Task objective
Extract each line from the rows below that contains the word "water", and copy every such line in full.

Entries supplied
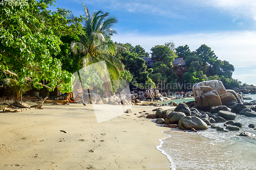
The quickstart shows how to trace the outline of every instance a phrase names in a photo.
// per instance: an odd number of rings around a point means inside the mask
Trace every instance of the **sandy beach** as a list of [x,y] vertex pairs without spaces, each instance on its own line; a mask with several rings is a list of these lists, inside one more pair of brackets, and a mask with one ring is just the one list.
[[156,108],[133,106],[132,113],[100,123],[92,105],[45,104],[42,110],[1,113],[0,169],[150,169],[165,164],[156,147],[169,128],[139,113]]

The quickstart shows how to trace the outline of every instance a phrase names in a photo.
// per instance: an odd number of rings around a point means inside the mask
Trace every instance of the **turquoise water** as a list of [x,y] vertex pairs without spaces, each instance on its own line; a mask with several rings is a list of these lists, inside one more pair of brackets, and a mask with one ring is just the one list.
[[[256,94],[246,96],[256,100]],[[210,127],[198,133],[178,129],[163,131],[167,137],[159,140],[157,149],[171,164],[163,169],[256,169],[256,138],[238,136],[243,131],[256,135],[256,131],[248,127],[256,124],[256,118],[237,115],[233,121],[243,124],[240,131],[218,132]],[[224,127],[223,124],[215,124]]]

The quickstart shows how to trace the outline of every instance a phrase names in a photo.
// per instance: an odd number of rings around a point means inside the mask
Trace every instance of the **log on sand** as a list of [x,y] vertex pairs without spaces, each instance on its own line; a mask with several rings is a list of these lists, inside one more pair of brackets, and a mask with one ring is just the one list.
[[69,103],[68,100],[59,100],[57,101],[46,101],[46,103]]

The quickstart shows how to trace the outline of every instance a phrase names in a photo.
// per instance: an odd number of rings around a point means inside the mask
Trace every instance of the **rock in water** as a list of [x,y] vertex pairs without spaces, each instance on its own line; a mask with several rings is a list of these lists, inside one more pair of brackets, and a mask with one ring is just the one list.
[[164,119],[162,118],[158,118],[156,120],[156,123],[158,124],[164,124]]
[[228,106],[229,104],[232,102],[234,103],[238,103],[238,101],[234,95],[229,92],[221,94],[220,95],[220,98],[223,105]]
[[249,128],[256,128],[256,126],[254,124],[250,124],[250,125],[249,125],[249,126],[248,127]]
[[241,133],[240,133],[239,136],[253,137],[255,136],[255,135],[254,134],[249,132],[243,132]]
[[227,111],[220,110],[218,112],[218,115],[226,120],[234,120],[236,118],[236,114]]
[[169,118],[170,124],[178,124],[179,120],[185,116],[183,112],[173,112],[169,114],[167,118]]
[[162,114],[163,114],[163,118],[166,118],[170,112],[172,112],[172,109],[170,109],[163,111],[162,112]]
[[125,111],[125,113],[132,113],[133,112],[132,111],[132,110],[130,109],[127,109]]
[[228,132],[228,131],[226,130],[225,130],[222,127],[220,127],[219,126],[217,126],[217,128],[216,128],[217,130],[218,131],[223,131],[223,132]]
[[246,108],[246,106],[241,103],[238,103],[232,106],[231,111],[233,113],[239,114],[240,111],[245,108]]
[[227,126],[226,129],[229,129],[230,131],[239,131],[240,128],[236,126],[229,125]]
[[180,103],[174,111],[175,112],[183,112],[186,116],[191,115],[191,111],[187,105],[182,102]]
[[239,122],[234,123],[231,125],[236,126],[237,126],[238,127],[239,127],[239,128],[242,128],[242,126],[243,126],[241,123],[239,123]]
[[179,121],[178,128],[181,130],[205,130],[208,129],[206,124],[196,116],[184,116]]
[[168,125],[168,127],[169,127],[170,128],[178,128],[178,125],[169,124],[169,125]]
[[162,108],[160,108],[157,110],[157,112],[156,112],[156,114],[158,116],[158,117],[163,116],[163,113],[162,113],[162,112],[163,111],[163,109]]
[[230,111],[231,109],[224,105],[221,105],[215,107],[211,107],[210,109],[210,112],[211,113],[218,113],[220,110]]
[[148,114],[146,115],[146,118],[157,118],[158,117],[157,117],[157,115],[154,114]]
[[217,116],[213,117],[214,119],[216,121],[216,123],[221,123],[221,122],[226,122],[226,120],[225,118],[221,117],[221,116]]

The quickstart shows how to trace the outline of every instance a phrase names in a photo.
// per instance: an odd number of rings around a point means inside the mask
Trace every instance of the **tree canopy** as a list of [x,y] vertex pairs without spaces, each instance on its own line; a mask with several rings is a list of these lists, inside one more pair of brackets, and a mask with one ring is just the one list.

* * *

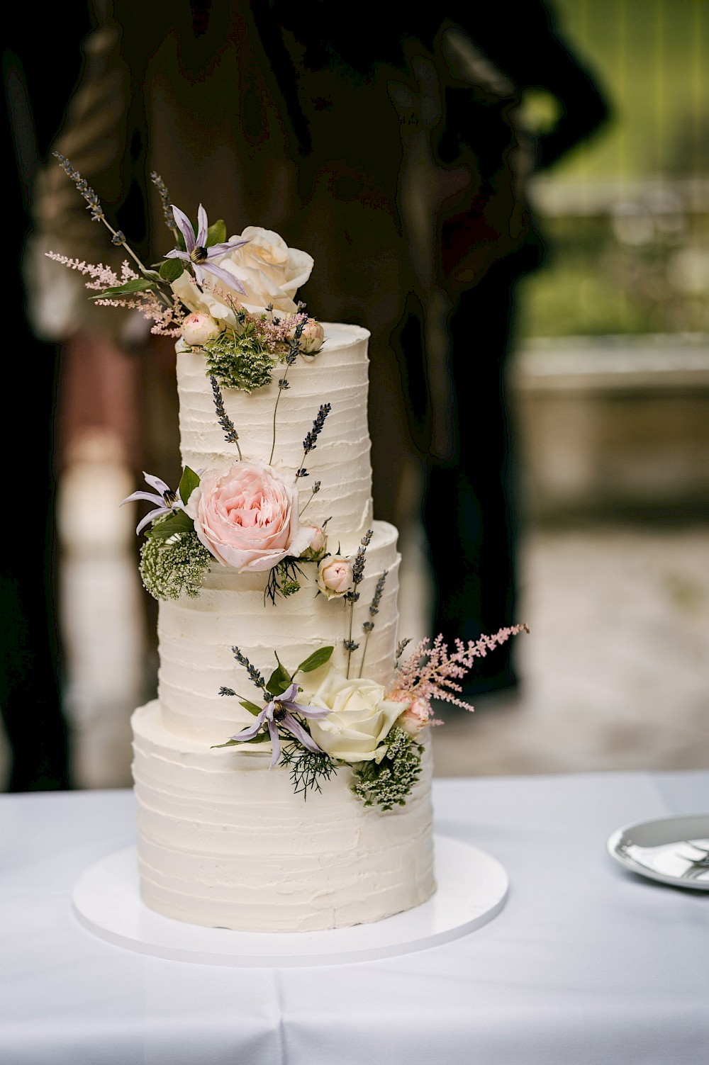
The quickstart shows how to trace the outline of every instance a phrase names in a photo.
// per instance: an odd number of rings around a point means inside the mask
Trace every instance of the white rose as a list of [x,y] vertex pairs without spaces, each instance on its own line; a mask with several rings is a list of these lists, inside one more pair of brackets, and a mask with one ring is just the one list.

* * *

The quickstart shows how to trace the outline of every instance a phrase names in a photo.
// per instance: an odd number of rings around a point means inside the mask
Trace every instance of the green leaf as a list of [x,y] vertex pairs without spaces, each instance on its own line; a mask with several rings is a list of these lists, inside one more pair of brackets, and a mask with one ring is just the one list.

The answer
Trace every instance of the **turquoise water** as a list of [x,y] vertex pairs without spaces, each instance on its own line; a mask with several rings is a list of these lists, inside one more pair of brackets, and a mask with one ring is just the one list.
Trace every instance of the **rock in water** as a list of [x,y] vertex pairs without spaces, each instance on its own line; a mask with several rings is a list of these lists, inside one more pair of brackets, and a mask with one ring is just the one list.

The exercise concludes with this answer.